**Selected excerpt:**
┏━━

Getting their feet wet

Opening Reno's first indoor swim school isn't an exercise for the faint of heart.

In fact, says Katie Reding-Hall with only a tiny nod to the obvious play on words, you pretty much need to jump right in.

Hall, who with her husband, Tim Hall, this week opens Silver Bear Swim School at 8755 Technology Way in the South Meadows neighborhood, took the plunge.

The centerpiece of the 6,000-square-foot school is a 35- by 45-foot pool a tenant improvement that would give many a landlord pause before signing a lease.

Instead of facing those questions from a landlord, the school's owners purchased two units in the Alimar Development Corp. project.

Their decision to buy early construction hadn't started on the project when they inked the papers paid off as the building was engineered from the start to support a swimming pool.

Still, says Alimar President Len Marsh, "It was a leap of faith. That's a special-use facility."

The leap appears to be paying off for Reding-Hall, a one-time captain of the University of California swim team whose dream created Silver Bear Swim School.

┗━━

**Task set:**
- 1) In the swim school article, what are the dimensions of the pool?
- 2) Reproduce the swim school article word for word, starting at the words "In fact, says" and ending after "Development Corp. project.".
- 3) Rewrite the swim school article's paragraph that begins "The leap appears to be paying off" in a shorter form that keeps its main facts.

**Recorded data:**

┏━━

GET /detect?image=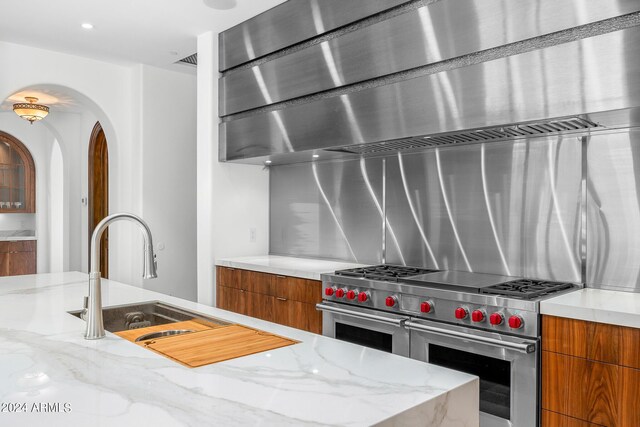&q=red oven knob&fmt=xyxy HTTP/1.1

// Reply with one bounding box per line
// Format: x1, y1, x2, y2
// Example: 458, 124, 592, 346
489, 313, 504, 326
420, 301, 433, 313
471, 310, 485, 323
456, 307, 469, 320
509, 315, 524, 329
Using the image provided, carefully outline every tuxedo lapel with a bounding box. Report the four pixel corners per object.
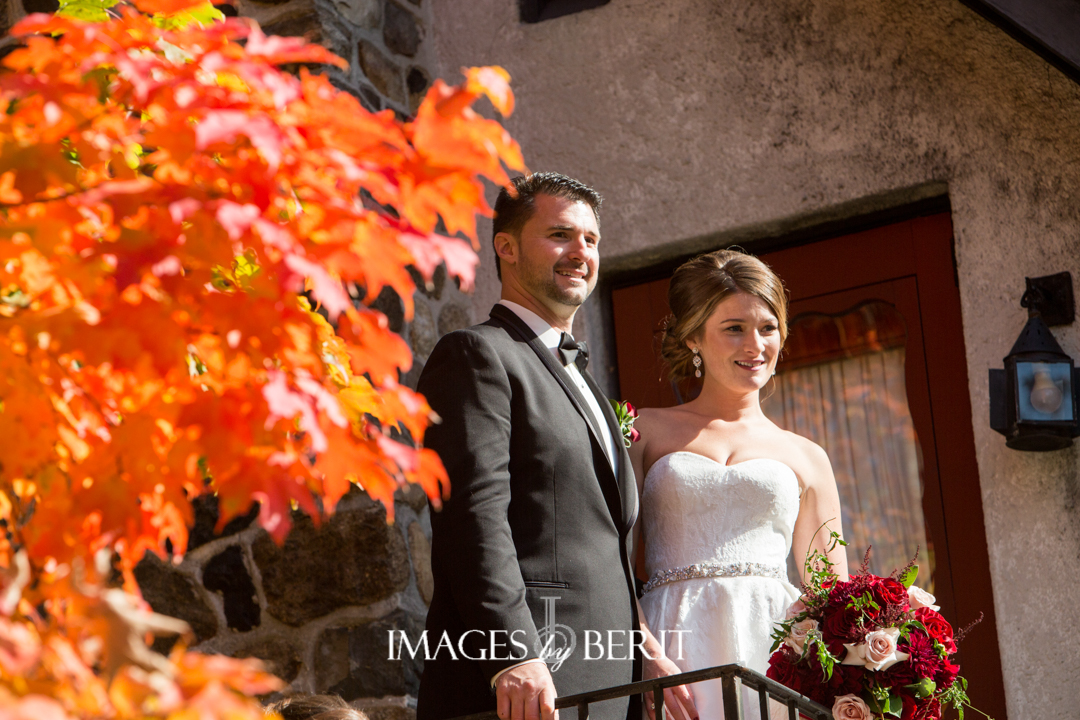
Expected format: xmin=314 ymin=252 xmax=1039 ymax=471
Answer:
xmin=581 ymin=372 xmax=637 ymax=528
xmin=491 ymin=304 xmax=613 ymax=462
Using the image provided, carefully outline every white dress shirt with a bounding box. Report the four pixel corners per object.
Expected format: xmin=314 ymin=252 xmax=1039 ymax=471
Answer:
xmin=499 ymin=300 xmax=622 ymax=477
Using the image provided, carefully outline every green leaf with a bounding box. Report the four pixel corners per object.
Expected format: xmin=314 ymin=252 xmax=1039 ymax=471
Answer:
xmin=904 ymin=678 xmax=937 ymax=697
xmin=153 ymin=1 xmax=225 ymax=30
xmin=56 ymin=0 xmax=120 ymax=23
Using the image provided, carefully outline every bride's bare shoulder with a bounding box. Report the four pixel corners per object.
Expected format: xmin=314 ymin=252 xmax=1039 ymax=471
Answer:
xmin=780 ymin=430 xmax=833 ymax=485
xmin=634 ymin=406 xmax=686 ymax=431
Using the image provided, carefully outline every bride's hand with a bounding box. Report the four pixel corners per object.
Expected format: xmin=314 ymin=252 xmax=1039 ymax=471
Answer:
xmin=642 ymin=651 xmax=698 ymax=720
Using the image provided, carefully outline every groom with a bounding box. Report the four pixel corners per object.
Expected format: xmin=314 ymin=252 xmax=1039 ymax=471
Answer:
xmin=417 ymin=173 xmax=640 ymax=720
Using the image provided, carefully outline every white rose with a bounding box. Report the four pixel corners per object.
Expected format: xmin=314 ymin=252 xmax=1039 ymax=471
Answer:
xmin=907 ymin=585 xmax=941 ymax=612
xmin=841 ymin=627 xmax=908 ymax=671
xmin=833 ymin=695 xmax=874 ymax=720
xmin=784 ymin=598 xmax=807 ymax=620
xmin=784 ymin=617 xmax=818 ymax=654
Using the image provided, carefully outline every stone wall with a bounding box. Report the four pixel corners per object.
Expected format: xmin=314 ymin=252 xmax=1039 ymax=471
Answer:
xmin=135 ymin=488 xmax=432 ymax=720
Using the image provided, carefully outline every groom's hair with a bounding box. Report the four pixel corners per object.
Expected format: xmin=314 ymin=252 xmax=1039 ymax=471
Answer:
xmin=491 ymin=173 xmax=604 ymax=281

┗━━
┏━━

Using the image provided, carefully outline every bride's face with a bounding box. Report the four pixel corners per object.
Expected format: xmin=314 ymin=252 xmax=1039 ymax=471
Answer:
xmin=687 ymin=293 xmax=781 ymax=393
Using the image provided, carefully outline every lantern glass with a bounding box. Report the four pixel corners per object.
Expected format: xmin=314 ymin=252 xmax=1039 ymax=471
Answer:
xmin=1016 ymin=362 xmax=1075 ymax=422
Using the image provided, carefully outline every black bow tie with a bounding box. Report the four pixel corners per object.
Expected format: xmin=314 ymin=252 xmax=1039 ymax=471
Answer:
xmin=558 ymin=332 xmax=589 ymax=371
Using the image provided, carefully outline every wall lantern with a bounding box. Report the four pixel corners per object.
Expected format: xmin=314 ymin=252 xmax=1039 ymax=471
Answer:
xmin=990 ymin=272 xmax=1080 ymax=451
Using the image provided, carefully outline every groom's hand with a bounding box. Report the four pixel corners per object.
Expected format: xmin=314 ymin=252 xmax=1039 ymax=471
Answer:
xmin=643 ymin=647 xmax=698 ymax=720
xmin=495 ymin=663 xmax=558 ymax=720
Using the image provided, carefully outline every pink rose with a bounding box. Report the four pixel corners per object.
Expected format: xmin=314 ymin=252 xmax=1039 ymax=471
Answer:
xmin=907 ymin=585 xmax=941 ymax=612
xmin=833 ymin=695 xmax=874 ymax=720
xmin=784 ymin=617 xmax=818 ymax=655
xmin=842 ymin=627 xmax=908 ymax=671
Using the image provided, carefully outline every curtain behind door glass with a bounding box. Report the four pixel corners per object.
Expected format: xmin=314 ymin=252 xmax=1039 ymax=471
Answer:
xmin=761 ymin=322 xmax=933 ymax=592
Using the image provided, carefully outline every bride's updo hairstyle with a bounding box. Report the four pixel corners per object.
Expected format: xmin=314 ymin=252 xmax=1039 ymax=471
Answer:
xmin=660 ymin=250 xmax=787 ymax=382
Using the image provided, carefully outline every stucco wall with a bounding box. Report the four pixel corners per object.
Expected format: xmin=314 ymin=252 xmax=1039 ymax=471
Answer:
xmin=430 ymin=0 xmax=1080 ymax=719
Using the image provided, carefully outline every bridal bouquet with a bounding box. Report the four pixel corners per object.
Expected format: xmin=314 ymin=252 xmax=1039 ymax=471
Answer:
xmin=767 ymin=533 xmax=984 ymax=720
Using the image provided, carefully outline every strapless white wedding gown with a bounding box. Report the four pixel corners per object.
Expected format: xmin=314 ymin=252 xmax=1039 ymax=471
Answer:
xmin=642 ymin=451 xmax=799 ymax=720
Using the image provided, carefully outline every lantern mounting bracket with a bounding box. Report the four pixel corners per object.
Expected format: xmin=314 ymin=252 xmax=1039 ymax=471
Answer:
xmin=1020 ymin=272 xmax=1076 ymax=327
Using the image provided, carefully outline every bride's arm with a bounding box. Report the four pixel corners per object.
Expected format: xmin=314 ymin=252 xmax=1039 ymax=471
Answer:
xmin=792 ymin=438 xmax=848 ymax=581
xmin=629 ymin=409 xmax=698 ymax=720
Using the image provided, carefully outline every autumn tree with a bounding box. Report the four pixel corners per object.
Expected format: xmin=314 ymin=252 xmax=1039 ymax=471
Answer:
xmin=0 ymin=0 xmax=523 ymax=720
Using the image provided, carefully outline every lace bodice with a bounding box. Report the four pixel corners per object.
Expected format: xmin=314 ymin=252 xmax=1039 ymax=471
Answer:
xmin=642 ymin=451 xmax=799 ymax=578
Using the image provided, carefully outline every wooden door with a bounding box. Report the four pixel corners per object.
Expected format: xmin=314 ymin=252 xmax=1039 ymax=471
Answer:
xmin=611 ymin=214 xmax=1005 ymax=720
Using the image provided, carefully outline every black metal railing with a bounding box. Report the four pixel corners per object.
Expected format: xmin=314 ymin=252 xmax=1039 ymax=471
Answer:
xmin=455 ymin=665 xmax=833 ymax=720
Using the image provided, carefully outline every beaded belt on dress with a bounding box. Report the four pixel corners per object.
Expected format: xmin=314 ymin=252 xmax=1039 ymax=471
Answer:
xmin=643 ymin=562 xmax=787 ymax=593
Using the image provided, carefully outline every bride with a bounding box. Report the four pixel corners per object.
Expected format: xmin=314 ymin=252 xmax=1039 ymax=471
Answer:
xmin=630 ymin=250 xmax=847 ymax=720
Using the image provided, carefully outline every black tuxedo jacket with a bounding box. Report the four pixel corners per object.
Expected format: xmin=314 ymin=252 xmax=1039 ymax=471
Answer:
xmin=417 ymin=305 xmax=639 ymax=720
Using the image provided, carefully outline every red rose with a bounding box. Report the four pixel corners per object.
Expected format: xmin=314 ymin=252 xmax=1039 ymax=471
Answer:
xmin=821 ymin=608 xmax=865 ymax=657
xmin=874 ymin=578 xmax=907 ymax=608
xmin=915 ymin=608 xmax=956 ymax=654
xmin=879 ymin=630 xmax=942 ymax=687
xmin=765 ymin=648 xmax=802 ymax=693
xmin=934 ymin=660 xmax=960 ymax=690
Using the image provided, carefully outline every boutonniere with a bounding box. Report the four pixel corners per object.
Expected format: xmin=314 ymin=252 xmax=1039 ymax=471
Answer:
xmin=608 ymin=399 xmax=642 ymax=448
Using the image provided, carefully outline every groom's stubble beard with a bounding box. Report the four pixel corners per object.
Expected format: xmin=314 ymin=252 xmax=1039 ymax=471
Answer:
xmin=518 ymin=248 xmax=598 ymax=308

┗━━
┏━━

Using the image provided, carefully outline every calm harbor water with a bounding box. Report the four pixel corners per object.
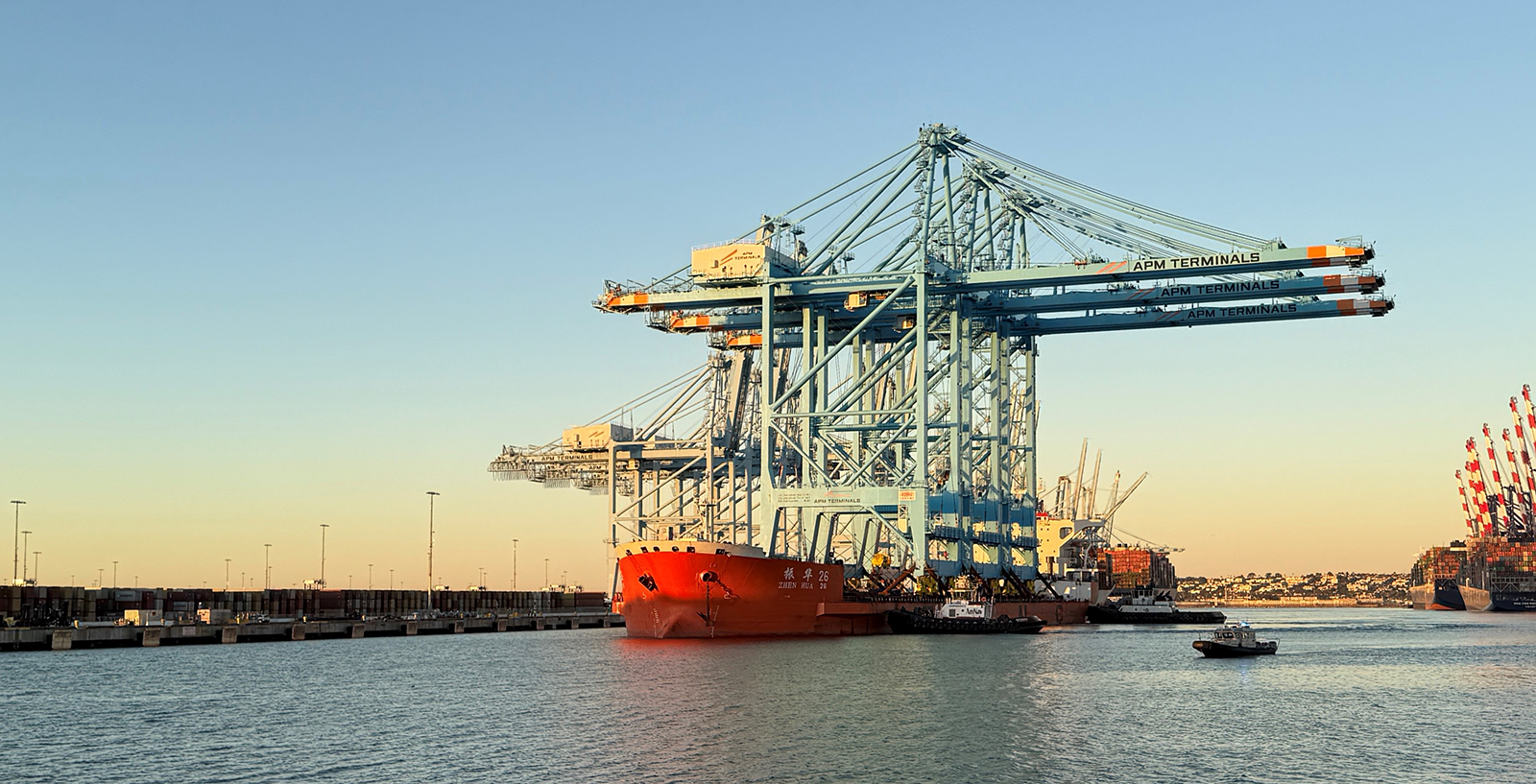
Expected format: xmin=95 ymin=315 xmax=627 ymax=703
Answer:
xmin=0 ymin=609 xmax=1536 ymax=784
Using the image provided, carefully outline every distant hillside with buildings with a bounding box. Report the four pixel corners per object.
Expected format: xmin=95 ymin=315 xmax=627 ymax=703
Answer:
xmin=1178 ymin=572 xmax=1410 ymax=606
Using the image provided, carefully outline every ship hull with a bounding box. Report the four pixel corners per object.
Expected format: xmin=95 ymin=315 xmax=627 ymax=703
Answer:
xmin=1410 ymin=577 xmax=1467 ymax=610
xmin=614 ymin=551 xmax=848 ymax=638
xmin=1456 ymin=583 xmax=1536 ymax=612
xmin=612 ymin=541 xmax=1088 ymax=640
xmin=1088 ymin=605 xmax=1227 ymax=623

┗━━

**Task results:**
- 1) 35 by 45 feet.

- 2)
In fact, says Katie Reding-Hall with only a tiny nod to the obvious play on words, you pretty much need to jump right in.

Hall, who with her husband, Tim Hall, this week opens Silver Bear Swim School at 8755 Technology Way in the South Meadows neighborhood, took the plunge.

The centerpiece of the 6,000-square-foot school is a 35- by 45-foot pool a tenant improvement that would give many a landlord pause before signing a lease.

Instead of facing those questions from a landlord, the school's owners purchased two units in the Alimar Development Corp. project.

- 3) The leap seems to be paying off for Reding-Hall, a former University of California swim team captain whose dream created Silver Bear Swim School.